→ **Work instruction**
Transcribe the records in full.
+++ Source data +++
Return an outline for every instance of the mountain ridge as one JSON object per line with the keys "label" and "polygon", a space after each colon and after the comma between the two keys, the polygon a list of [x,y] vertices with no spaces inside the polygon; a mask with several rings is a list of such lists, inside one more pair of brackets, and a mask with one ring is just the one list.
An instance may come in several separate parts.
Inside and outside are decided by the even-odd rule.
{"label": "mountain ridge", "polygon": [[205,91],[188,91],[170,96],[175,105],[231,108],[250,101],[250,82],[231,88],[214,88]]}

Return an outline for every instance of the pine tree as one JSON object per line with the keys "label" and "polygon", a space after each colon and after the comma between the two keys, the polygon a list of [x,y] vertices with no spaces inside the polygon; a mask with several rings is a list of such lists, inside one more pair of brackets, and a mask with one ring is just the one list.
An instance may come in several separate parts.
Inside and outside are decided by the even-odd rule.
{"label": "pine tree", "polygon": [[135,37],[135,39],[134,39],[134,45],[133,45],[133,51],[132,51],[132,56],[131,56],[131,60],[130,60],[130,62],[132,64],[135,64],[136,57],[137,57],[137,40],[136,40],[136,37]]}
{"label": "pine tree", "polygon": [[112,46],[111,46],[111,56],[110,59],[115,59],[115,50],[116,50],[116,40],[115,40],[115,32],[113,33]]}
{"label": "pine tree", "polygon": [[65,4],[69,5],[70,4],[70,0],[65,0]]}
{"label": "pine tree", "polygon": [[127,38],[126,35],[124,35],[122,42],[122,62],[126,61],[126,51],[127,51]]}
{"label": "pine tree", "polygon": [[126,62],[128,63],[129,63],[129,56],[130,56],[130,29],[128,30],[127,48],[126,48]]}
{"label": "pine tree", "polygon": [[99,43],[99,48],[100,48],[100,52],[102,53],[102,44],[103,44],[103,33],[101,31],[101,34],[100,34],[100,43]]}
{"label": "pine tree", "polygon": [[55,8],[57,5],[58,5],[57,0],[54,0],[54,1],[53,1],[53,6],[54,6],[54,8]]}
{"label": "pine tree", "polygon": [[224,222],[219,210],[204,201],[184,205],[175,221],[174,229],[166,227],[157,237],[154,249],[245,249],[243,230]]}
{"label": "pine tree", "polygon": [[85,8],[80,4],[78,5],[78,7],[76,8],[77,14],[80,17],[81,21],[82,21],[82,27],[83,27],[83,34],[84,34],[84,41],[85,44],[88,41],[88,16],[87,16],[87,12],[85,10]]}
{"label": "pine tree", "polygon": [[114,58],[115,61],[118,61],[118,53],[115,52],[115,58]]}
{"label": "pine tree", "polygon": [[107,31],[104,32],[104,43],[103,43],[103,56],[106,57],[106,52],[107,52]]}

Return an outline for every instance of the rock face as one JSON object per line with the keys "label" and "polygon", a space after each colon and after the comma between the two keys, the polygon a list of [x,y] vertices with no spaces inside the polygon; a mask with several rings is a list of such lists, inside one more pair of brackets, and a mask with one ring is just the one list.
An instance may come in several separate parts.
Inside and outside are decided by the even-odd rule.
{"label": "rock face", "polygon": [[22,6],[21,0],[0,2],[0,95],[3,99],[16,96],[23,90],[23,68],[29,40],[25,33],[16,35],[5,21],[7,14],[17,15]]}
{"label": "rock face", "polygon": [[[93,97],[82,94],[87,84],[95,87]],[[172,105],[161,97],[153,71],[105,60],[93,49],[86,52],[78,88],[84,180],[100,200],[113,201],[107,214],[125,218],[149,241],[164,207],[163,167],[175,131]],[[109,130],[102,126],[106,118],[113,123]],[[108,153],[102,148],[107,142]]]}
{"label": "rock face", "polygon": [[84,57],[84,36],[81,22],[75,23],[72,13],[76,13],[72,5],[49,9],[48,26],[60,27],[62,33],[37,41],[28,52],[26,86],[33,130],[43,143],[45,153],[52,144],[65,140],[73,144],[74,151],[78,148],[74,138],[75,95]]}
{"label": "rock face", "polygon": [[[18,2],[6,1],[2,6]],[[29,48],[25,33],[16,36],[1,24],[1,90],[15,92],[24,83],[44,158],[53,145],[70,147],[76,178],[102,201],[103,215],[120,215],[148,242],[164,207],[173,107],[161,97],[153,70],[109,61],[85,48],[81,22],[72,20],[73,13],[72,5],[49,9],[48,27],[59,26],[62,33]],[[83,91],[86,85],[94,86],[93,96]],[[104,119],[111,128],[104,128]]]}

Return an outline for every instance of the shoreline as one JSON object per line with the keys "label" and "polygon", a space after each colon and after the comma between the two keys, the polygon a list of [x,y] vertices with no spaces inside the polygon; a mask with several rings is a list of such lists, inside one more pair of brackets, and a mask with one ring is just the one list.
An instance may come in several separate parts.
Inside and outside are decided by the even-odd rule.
+++
→ **Result of this exercise**
Return an outline for every instance of the mountain ridge as one JSON object per line with the keys "label" and "polygon", a space after each colon and after the comma between the two keys, the polygon a list of [x,y] vertices with no spaces inside the polygon; a mask with several rings is a list of such lists, inside one more pair of brackets, and a mask with one ring is just the one list.
An instance may come in several separate parts.
Inside and outside are decided by the even-odd rule.
{"label": "mountain ridge", "polygon": [[205,91],[188,91],[170,96],[175,105],[231,108],[250,101],[250,82],[231,88],[214,88]]}

Return an outline for every instance of the pine tree as one JSON object per line with the keys "label" and "polygon", a space after each colon and after the comma between the two keys, the polygon a list of [x,y] vertices with no spaces inside the polygon; a mask with several rings is a list of such lists, inside one more pair of brackets, and a mask with one ring is just the one list.
An instance may come in several separate parts.
Inside and outside are decided by the even-odd rule.
{"label": "pine tree", "polygon": [[135,37],[135,39],[134,39],[134,45],[133,45],[133,51],[132,51],[132,56],[131,56],[131,60],[130,60],[130,62],[132,64],[135,64],[136,57],[137,57],[137,40],[136,40],[136,37]]}
{"label": "pine tree", "polygon": [[112,46],[111,46],[111,56],[110,59],[115,59],[115,50],[116,50],[116,40],[115,40],[115,32],[113,33]]}
{"label": "pine tree", "polygon": [[65,4],[69,5],[70,4],[70,0],[65,0]]}
{"label": "pine tree", "polygon": [[127,38],[126,35],[124,35],[122,42],[122,62],[126,61],[126,51],[127,51]]}
{"label": "pine tree", "polygon": [[126,62],[128,63],[129,63],[129,56],[130,56],[130,29],[128,30],[127,48],[126,48]]}
{"label": "pine tree", "polygon": [[99,43],[99,48],[100,48],[100,52],[102,53],[102,44],[103,44],[103,33],[101,31],[101,34],[100,34],[100,43]]}
{"label": "pine tree", "polygon": [[55,8],[57,5],[58,5],[57,0],[54,0],[54,1],[53,1],[53,6],[54,6],[54,8]]}
{"label": "pine tree", "polygon": [[224,222],[219,210],[204,201],[184,205],[175,221],[174,229],[166,227],[157,237],[154,249],[245,249],[243,230]]}
{"label": "pine tree", "polygon": [[85,8],[80,4],[78,5],[78,7],[76,8],[77,14],[80,17],[81,21],[82,21],[82,27],[83,27],[83,34],[84,34],[84,41],[85,44],[88,41],[88,16],[87,16],[87,12],[85,10]]}
{"label": "pine tree", "polygon": [[114,58],[115,61],[118,61],[118,53],[115,52],[115,58]]}
{"label": "pine tree", "polygon": [[107,31],[104,32],[104,43],[103,43],[103,56],[106,57],[106,52],[107,52]]}

Return an outline for every instance of the rock face as one JSON object per line with the keys "label" and "polygon", a space after each colon and after the comma between the two keys, the polygon a list of [x,y] vertices with no spaces inside the polygon; a mask with several rings is a list of such lists, inside one more pair of brackets, and a mask with one ring is just the one list.
An instance may come in several separate parts.
Inside and outside are decided by the even-odd rule.
{"label": "rock face", "polygon": [[22,6],[21,0],[0,2],[0,95],[3,99],[16,96],[23,90],[23,68],[29,40],[25,33],[16,35],[5,21],[7,14],[17,15]]}
{"label": "rock face", "polygon": [[[93,97],[82,94],[87,84],[95,87]],[[172,105],[161,97],[153,71],[105,60],[93,49],[86,52],[78,88],[84,180],[100,200],[113,201],[107,214],[125,218],[149,241],[164,207],[163,167],[175,131]],[[109,130],[102,126],[106,118],[113,123]],[[108,153],[102,148],[107,142]]]}
{"label": "rock face", "polygon": [[84,57],[84,36],[81,22],[75,23],[72,13],[76,13],[72,5],[49,9],[48,26],[60,27],[62,33],[37,41],[28,52],[26,86],[33,130],[43,143],[45,153],[52,144],[65,140],[73,144],[74,151],[78,148],[74,138],[75,95]]}
{"label": "rock face", "polygon": [[[18,2],[6,1],[2,6]],[[29,48],[25,33],[16,36],[1,24],[1,90],[15,92],[24,83],[44,158],[53,145],[70,147],[76,178],[102,201],[103,215],[120,215],[148,242],[164,207],[173,107],[161,97],[153,70],[109,61],[85,48],[81,22],[72,20],[73,13],[72,5],[49,9],[48,27],[59,26],[62,33]],[[83,91],[86,85],[94,86],[93,96]],[[104,119],[111,128],[104,128]]]}

Return an outline for every instance of the shoreline as one JSON object per line with the keys "label" and "polygon", a space after each colon and after the comma between the two keys, the polygon a list of [x,y] vertices with no spaces inside the polygon; a mask with several rings is a list of such lists, inside one more pair of brackets, and a mask with one ring is just the one list.
An instance may come in several separate parts.
Inside and outside are decided by the even-odd rule.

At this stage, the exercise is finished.